▸ ASSIGNMENT:
Would you output the whole of the data exactly?
___ STUDY MATERIAL ___
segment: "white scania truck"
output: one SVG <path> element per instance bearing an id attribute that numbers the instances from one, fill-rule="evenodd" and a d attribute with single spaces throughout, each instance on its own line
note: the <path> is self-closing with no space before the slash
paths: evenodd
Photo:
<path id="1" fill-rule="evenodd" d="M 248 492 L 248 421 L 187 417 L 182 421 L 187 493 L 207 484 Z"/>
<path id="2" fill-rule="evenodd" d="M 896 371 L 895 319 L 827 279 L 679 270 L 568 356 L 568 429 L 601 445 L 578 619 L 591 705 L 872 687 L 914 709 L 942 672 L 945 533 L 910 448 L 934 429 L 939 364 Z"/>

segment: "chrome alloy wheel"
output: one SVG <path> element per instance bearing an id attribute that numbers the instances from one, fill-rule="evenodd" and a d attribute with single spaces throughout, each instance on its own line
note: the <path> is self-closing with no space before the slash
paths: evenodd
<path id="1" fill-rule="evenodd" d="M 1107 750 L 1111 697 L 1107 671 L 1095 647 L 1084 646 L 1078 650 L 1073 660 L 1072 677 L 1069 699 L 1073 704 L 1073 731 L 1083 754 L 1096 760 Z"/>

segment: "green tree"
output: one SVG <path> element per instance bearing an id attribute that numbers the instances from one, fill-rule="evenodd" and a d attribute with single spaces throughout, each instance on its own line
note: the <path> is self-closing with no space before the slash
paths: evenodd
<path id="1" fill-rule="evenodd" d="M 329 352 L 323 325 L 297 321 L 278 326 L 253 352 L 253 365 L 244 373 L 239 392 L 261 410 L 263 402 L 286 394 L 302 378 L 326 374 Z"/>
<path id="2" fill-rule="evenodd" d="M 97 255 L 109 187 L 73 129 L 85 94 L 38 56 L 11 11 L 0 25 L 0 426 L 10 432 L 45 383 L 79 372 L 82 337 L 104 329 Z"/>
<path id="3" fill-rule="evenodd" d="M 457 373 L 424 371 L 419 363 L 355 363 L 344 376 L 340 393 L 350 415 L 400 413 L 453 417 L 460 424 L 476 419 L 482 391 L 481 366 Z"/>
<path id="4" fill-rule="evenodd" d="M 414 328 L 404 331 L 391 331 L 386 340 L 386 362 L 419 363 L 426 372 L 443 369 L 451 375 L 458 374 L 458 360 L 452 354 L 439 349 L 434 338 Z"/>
___
▸ REPLY:
segment: "white scania truck"
output: one SVG <path> element per instance bearing an id attribute that numbers the instances from one, fill-rule="evenodd" and a d attribute with single spaces throughout, each instance on its own line
note: the <path> is self-closing with no space before the slash
paths: evenodd
Photo:
<path id="1" fill-rule="evenodd" d="M 248 492 L 248 421 L 187 417 L 182 421 L 187 493 L 207 484 Z"/>
<path id="2" fill-rule="evenodd" d="M 896 371 L 895 319 L 827 279 L 679 270 L 568 356 L 568 429 L 601 445 L 578 619 L 591 705 L 872 687 L 914 709 L 942 672 L 945 533 L 910 448 L 934 429 L 939 364 Z"/>

segment: "chrome alloy wheel"
output: one SVG <path> element per instance bearing an id attribute that numbers the instances from one, fill-rule="evenodd" and a d attribute with single spaces throughout, each instance on its own line
note: the <path> is self-closing with no space before the slash
paths: evenodd
<path id="1" fill-rule="evenodd" d="M 1107 750 L 1111 697 L 1107 671 L 1095 647 L 1084 646 L 1078 650 L 1073 660 L 1072 677 L 1069 699 L 1073 704 L 1073 731 L 1083 754 L 1096 760 Z"/>

segment: "green tree"
output: one SVG <path> element per instance bearing an id attribute that numbers the instances from one, fill-rule="evenodd" and a d attribute with single spaces throughout, each instance on its own line
note: the <path> is self-closing with no space before the slash
paths: evenodd
<path id="1" fill-rule="evenodd" d="M 329 352 L 323 325 L 297 321 L 278 326 L 253 352 L 253 365 L 244 373 L 239 392 L 261 410 L 263 402 L 286 394 L 302 378 L 326 374 Z"/>
<path id="2" fill-rule="evenodd" d="M 97 255 L 109 187 L 73 129 L 85 94 L 38 56 L 11 11 L 0 25 L 0 426 L 10 432 L 45 383 L 79 372 L 82 337 L 104 329 Z"/>
<path id="3" fill-rule="evenodd" d="M 457 373 L 424 371 L 419 363 L 355 363 L 344 376 L 340 393 L 350 415 L 400 413 L 453 417 L 460 424 L 476 419 L 482 391 L 481 366 Z"/>
<path id="4" fill-rule="evenodd" d="M 414 328 L 404 331 L 391 331 L 386 340 L 386 362 L 419 363 L 426 372 L 443 369 L 451 375 L 458 374 L 458 360 L 452 354 L 439 349 L 434 338 Z"/>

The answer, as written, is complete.